PROMPT
Filter the entries below and copy out each line that contains the word "pink". Match case exactly.

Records
-- begin --

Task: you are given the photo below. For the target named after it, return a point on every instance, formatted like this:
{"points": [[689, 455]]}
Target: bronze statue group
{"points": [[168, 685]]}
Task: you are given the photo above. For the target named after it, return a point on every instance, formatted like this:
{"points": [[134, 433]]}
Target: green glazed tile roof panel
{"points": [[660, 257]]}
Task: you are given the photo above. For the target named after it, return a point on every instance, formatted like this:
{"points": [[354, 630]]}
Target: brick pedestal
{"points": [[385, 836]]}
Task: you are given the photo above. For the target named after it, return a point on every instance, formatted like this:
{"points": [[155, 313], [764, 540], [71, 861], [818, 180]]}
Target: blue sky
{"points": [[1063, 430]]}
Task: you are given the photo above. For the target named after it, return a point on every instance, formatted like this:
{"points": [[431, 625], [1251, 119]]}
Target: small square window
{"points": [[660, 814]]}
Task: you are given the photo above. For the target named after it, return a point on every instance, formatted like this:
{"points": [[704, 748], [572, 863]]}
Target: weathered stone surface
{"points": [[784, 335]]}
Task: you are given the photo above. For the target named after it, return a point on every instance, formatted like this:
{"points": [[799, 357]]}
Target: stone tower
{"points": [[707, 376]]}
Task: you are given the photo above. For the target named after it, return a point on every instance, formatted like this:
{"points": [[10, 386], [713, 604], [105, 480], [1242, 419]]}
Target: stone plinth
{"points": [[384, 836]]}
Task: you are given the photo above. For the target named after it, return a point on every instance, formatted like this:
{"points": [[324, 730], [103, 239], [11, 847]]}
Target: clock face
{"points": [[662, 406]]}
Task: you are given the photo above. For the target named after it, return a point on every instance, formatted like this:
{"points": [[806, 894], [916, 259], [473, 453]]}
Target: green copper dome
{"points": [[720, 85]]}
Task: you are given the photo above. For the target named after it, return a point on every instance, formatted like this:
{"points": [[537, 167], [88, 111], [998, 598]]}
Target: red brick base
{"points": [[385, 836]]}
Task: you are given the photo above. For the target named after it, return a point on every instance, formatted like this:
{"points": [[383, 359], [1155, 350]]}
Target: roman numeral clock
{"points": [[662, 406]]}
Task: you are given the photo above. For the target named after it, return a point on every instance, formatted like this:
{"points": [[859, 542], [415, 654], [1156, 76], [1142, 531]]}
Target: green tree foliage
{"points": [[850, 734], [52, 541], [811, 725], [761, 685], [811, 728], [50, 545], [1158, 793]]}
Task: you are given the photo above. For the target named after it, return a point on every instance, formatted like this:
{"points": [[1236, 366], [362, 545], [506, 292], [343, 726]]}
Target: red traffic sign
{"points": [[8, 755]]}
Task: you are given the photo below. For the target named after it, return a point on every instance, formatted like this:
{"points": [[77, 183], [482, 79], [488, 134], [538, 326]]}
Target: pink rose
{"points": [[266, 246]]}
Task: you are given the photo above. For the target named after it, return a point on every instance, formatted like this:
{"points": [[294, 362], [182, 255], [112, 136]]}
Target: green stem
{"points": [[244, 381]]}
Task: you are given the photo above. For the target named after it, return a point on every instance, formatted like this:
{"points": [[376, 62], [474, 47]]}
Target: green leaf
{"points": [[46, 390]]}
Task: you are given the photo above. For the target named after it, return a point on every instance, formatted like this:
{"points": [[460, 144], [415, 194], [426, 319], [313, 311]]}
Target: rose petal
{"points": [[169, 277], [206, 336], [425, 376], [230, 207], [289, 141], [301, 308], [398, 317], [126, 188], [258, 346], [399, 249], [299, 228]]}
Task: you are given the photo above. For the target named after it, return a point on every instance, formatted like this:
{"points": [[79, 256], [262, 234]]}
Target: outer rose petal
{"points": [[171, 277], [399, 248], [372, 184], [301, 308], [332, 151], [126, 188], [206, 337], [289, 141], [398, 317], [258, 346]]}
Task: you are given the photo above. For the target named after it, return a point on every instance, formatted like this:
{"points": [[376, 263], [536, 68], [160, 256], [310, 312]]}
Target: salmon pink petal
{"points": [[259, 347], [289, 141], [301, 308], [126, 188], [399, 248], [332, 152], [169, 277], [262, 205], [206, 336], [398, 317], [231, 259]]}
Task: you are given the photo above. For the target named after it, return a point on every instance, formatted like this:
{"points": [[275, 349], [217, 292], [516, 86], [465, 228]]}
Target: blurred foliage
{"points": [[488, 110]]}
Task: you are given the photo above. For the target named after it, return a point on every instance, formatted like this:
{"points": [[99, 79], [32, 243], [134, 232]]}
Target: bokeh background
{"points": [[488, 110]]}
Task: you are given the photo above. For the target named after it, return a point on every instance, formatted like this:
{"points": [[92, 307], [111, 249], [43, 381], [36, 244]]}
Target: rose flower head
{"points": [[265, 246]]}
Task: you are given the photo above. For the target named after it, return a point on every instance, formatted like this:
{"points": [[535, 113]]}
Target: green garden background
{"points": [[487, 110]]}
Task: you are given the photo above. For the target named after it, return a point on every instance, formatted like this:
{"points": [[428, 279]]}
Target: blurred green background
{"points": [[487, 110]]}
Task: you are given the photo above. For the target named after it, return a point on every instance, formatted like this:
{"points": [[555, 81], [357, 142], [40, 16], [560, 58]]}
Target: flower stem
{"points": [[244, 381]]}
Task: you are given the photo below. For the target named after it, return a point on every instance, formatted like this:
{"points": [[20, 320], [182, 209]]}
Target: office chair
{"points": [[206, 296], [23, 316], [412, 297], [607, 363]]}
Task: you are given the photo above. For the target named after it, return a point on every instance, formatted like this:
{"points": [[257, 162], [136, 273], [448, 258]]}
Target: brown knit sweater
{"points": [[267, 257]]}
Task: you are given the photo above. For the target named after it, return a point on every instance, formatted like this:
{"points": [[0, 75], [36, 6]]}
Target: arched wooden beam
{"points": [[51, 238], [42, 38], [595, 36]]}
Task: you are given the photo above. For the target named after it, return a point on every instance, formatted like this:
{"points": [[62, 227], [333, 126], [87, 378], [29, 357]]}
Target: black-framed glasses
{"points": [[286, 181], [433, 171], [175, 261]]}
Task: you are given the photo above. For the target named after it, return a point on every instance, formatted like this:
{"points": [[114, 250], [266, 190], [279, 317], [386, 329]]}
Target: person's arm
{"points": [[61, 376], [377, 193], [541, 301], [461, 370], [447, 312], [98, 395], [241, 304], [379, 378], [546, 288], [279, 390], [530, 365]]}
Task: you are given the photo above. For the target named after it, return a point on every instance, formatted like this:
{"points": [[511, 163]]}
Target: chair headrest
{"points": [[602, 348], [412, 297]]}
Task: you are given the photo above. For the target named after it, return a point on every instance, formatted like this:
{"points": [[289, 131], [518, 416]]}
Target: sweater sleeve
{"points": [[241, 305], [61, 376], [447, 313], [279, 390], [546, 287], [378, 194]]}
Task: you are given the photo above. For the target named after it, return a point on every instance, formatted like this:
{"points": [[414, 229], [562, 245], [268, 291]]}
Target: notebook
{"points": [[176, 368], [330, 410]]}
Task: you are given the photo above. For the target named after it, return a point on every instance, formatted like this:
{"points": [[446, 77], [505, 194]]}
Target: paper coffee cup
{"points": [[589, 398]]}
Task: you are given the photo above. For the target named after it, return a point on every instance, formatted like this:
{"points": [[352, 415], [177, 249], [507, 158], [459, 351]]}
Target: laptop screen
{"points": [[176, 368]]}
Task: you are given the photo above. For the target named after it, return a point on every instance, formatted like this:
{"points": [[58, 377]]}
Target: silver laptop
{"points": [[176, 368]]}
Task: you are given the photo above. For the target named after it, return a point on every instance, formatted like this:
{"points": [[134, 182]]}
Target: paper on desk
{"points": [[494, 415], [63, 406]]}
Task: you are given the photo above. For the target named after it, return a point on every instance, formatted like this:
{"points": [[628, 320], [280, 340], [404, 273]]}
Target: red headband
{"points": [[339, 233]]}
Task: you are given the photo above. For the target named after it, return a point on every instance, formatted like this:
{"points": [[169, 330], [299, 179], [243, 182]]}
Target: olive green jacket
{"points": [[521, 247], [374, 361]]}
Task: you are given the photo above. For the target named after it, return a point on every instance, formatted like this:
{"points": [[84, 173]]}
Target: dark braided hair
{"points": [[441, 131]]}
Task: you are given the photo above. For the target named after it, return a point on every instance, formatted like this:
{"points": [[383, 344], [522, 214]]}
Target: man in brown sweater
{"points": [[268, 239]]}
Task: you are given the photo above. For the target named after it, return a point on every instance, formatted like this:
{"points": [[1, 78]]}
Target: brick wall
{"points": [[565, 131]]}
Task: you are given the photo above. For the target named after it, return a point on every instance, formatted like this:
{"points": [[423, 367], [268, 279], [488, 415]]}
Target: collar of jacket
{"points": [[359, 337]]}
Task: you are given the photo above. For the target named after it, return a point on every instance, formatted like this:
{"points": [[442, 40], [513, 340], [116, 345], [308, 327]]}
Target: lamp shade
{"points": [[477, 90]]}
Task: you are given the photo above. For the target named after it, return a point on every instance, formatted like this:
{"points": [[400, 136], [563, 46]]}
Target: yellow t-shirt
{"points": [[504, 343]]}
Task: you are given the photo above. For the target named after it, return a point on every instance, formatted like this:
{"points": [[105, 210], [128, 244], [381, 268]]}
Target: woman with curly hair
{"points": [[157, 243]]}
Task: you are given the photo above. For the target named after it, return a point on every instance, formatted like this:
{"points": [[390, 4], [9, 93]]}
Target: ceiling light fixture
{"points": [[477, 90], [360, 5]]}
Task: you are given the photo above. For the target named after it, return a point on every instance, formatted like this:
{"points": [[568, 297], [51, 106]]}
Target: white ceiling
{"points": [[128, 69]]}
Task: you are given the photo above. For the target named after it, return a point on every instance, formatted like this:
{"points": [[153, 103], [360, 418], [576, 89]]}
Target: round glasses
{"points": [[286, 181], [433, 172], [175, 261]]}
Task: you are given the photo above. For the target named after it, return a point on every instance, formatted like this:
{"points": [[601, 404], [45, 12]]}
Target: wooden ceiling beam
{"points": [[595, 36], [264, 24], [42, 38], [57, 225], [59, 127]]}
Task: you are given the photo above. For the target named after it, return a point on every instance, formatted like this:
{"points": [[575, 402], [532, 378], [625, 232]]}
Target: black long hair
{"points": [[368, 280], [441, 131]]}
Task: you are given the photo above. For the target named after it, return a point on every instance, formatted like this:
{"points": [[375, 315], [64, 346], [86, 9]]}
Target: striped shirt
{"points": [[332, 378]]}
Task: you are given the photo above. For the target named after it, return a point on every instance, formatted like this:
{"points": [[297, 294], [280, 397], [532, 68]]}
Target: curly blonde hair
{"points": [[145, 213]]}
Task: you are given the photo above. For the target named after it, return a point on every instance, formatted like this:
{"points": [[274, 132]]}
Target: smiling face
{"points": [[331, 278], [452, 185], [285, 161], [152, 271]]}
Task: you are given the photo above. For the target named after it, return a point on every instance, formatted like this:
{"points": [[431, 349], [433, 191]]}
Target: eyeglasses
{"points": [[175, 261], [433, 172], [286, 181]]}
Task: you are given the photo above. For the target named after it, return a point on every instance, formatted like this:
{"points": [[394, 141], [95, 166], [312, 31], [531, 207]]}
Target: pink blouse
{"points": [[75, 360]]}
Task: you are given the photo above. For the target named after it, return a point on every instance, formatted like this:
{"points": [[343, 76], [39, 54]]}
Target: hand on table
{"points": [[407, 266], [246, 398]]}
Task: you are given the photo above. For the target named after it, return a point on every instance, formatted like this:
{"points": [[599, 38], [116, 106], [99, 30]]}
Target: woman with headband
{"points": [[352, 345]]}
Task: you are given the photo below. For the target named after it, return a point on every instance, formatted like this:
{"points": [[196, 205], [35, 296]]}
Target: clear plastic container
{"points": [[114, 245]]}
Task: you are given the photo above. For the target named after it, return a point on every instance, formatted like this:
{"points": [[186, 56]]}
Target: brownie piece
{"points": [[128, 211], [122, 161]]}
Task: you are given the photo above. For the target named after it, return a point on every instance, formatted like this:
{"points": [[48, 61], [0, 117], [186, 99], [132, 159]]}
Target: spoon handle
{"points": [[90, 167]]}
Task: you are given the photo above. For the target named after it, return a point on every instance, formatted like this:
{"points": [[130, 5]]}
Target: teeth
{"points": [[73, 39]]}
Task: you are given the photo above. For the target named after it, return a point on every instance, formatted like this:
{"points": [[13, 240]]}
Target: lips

-- end --

RESULT OF THE TASK
Target: pink rose
Target: salmon pink petal
Target: pink blouse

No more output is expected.